[Study text — start]

Bottleneck Diagnosis
Section titled “Bottleneck Diagnosis”- GPU utilization is 95%, but training throughput is low. What are three possible causes?
- Multi-GPU training scales poorly from 8 GPUs to 64 GPUs. Which metrics would you check?
- Inference p99 latency is high while average latency is acceptable. What should you inspect?
- A training job pauses every few hundred steps. Which layer might be responsible?
- A model serving system has high TTFT but acceptable TPOT. Which phase is likely bottlenecked?
Practical Application
Section titled “Practical Application”- In a DGX B200/H100 cluster, why is topology-aware scheduling important?
- Which tools would you use to distinguish GPU compute bottleneck from network bottleneck?
- How would you prove that a dataloader optimization improved goodput?
- When should you consider algorithm-level optimization instead of buying more GPUs?

[Study text — finish]

**Work order**
Copy the text on GPU bottlenecks word for word, from start to finish.

[Data under study — start]

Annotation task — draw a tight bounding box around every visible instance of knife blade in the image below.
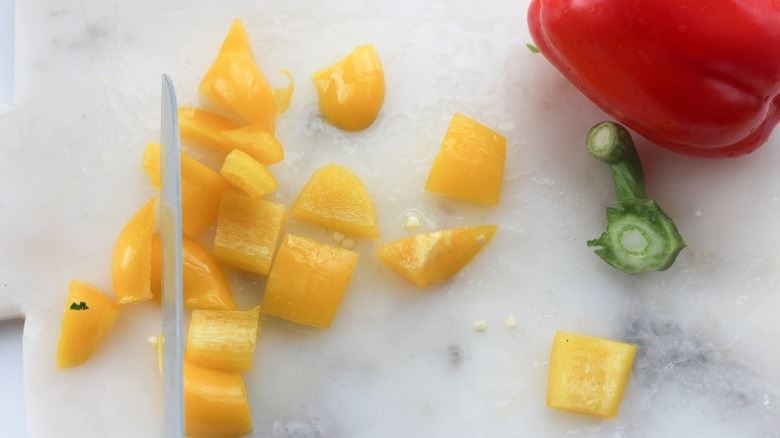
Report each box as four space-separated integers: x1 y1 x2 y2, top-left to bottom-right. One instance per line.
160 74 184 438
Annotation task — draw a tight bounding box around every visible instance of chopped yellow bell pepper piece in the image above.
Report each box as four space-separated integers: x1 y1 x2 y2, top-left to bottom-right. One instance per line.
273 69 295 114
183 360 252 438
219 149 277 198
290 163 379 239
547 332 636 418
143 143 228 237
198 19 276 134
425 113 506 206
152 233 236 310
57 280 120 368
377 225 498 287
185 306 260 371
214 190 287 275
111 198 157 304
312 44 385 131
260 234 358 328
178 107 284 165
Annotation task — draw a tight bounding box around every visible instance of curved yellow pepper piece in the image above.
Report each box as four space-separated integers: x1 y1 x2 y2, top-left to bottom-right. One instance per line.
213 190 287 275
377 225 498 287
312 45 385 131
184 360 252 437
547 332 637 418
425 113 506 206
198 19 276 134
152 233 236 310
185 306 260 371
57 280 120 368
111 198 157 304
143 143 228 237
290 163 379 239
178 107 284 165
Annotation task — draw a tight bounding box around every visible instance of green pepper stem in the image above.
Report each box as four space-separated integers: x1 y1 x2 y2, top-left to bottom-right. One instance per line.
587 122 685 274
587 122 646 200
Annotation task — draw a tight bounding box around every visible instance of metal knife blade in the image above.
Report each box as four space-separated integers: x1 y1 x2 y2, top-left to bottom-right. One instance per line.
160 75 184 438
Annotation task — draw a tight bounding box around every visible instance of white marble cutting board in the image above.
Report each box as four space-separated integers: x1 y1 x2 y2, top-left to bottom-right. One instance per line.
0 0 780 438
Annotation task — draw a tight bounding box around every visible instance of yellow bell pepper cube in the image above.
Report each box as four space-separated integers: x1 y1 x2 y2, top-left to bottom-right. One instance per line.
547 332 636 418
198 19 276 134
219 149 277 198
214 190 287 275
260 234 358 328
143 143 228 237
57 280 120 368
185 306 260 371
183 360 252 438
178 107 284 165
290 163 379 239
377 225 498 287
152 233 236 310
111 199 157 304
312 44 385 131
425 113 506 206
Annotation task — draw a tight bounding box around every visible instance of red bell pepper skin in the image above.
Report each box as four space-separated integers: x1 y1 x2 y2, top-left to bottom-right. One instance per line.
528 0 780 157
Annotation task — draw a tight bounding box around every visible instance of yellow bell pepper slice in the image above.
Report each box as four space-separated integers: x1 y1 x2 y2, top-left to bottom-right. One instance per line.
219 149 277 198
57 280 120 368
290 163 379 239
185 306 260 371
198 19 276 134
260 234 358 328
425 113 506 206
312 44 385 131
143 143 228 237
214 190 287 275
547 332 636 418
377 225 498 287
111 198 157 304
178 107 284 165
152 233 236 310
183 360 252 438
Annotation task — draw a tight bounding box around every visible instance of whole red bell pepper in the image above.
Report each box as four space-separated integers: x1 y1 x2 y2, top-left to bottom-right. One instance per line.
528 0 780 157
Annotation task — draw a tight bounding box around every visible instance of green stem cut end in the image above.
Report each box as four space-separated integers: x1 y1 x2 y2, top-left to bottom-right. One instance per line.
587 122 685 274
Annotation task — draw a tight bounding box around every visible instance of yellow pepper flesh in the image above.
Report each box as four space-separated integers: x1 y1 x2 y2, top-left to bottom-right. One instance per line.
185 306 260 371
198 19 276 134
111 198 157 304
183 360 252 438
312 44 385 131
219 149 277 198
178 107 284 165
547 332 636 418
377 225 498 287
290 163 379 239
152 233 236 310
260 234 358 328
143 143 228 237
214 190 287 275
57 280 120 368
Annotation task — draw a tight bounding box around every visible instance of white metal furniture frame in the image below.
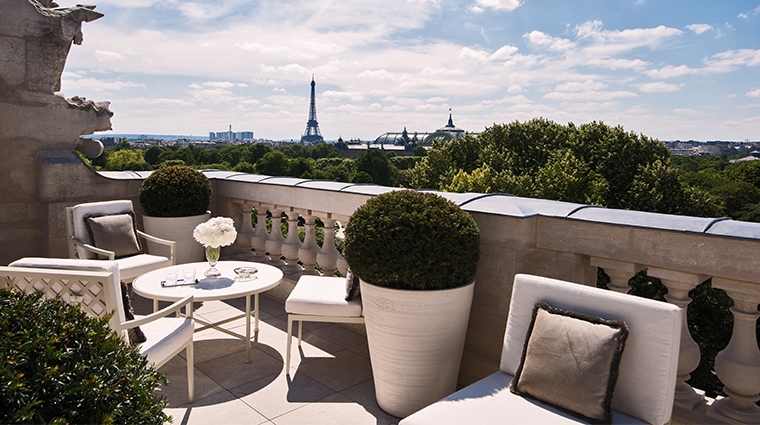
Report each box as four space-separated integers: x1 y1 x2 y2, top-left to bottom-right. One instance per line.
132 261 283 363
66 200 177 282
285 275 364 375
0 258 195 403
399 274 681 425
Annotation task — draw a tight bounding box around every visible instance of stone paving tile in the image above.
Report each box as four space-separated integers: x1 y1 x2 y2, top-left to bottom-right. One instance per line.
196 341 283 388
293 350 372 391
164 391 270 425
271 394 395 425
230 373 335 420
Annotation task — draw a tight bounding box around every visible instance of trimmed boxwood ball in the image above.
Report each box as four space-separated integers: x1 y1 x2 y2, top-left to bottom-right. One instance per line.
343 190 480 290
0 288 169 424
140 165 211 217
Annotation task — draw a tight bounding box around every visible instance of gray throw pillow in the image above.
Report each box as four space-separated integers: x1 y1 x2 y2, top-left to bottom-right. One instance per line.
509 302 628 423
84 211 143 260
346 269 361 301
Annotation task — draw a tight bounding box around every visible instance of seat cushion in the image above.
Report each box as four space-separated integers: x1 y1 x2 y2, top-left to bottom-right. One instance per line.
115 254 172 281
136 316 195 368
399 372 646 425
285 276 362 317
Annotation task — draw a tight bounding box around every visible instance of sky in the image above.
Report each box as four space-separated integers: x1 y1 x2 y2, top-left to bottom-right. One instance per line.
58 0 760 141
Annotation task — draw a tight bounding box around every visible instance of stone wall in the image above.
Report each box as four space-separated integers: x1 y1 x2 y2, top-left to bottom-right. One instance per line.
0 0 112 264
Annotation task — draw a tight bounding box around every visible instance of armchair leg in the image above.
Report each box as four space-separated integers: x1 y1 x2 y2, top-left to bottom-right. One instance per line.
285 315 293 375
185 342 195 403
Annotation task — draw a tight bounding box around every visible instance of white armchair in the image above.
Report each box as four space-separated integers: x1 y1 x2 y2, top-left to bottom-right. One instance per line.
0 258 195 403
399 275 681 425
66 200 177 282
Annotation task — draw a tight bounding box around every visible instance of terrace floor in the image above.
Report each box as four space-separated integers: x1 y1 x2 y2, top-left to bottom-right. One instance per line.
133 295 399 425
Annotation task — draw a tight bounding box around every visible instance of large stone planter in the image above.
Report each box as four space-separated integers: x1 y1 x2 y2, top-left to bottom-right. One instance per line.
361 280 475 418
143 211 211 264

[Data under study — finish]

**Response to the task**
Bottleneck Diagnosis
Section titled “Bottleneck Diagnosis”- GPU utilization is 95%, but training throughput is low. What are three possible causes?
- Multi-GPU training scales poorly from 8 GPUs to 64 GPUs. Which metrics would you check?
- Inference p99 latency is high while average latency is acceptable. What should you inspect?
- A training job pauses every few hundred steps. Which layer might be responsible?
- A model serving system has high TTFT but acceptable TPOT. Which phase is likely bottlenecked?
Practical Application
Section titled “Practical Application”- In a DGX B200/H100 cluster, why is topology-aware scheduling important?
- Which tools would you use to distinguish GPU compute bottleneck from network bottleneck?
- How would you prove that a dataloader optimization improved goodput?
- When should you consider algorithm-level optimization instead of buying more GPUs?